▶ [Extrait fourni]:

E. et J. DE GONCOURT, Madame Gervaisais, 1869, p. 145.
• 14. ... ces feuilles tombant toujours, semblaient des larmes, de grandes larmes versées par les grands arbres tristes (...). Ils pleuraient dans le silence du bois désert et vide, du bois abandonné et redouté, ...
G. DE MAUPASSANT, Contes et nouvelles, t. 2, La Petite Roque, 1885, p. 1033.
c) S'applique à un animal (notamment à un chien) :
• 15. Ses yeux se fixaient sur Jules avec une curiosité effrayante et parcouraient toute sa personne, tout en le flairant et en tournant autour de lui. Jules en eut d'abord horreur, puis pitié, tant le pauvre animal semblait misérable et abandonné. C'était un de ces chiens qui ont perdu leur maître, que l'on poursuit avec des huées, qui errent au hasard dans la campagne, que l'on trouve morts au bord des chemins sans savoir à qui ils appartenaient.
G. FLAUBERT, La Première éducation sentimentale, 1845, p. 227.
d) S'applique à des pers. (surtout à un enfant, notamment dans la lang. du dr.) :
• 16. A Aimé Martin.
Mars-Avril 1836.
Mon cher ami, Vous m'avez trouvé l'homme qu'il me fallait. (...) dites-lui de me faire les enfants trouvés et abandonnés. Amenez-le dîner avec vous un jour.
A. DE LAMARTINE, Correspondance, t. 2, 1836, p. 207.
• 17. Le marquis se laissa tomber sur un banc, au pied d'un arbre, cacha sa tête dans ses mains et fondit en larmes. Il pleura comme une femme, comme un enfant privé de sa mère et abandonné sur la voie publique. Cet homme riche à millions, heureux naguère et dont la colossale stature semblait résumer le type de la force, s'était senti tout à coup le plus infortuné et le plus délaissé des hommes.
P.-A. PONSON DU TERRAIL, Rocambole, t. 3, Le Club des valets de cœur, 1859, p. 39.
• 18. M'a-t-on jamais vu reculer devant le danger? ... Ai-je marchandé mon dévouement au plus pauvre, au plus abandonné? ... La diphtérie qui a failli m'emporter, je l'avais gagnée d'une mendiante, gibier d'hôpital et de bagne ...
F. DE CUREL, La Nouvelle idole, 1899, I, 6, p. 185.
• 19. Les enfants qui souffrent d'une naissance illégitime, de mauvais traitements ou de scènes de violence familiale, inclinent à imaginer qu'ils sont issus d'une famille inconnue, riche ou d'illustre lignée : ce mythe, plus ou moins formulé chez beaucoup d'enfants, explique le succès de la littérature de l'enfant perdu ou abandonné.
E. MOUNIER, Traité du caractère, 1946, p. 377.

Annotations de contours d'objets:
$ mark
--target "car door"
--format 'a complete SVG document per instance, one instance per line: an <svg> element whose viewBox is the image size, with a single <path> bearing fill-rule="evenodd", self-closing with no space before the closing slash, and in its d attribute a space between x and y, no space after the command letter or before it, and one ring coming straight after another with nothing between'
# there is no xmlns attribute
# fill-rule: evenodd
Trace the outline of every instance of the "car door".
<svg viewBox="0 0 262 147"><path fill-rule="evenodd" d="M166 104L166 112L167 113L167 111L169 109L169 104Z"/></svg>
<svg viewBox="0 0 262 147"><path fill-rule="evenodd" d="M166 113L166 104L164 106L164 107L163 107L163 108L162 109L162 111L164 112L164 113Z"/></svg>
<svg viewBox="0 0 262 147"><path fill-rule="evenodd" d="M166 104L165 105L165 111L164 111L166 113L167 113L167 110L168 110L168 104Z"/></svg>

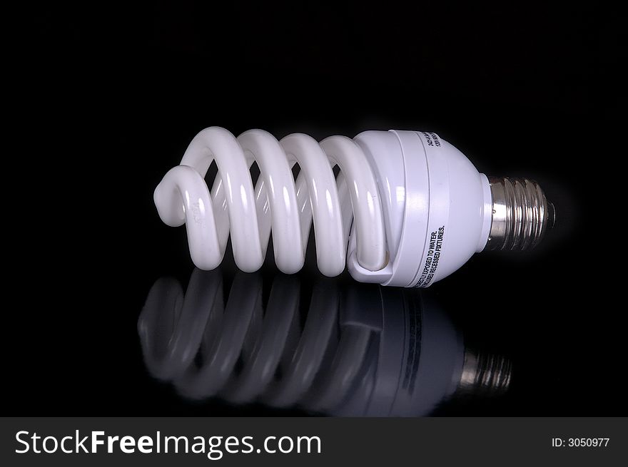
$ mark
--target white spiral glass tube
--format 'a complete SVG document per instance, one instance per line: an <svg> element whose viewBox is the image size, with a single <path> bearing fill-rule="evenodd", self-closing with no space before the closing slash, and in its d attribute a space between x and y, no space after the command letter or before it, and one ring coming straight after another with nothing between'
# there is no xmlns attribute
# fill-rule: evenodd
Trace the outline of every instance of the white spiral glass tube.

▶ [Détail de l'exercice]: Poursuivez l'extrait de dictionnaire sur le mot « abandonné » après la citation d'E. Mounier qui le termine. Ces enregistrements n'ont aucun lien avec l'extrait de dictionnaire.

▶ [Résultat de l'exercice]:
— Substantivement. [En partic. en parlant d'un orphelin, des morts, des pauvres, du Christ] :
• 20. ... Visite au chateau, aux princes. Agitation, bavardage et mouvement sans objet, j'ai passé la journée en affaires de commission; était de malaise et de vide. Dîner seul chez moi. Visites du soir; fatigue et embarras de tête.
« Je suis un pauvre abandonné, banni dans une terre ennemie où les combats sont continuels et les disgrâces très grandes ».
J'éprouve dans chaque lieu ces combats, ces peines, cette tristesse de l'exil.
MAINE DE BIRAN, Journal, 1819, p. 208.
• 21. LA TRÉPASSÉE
C'en est fait! C'en est fait! Il est là! Sa morsure
M'ouvre au flanc une large et profonde blessure;
Il me ronge le cœur.
Quelle torture! O Dieu, quelle angoisse cruelle
Mais que faites-vous donc lorsque je vous appelle,
O ma mère, ô ma sœur?
LE VER
Dans leur âme déjà ta mémoire est fanée,
Et pourtant sur ta fosse, ô pauvre abandonnée,
L'oranger est tout frais.
La tenture funèbre à peine repliée,
Comme un songe d'hier elles t'ont oubliée,
Oubliée à jamais.
T. GAUTIER, La Comédie de la mort, La Vie dans la mort, 1838, p. 17.
• 22. Elle avait poussé dans un faubourg, sur le pavé parisien; et, grande, belle, de chair superbe ainsi qu'une plante de plein fumier, elle vengeait les gueux et les abandonnés dont elle était le produit.
É. ZOLA, Nana, 1880, p. 1269.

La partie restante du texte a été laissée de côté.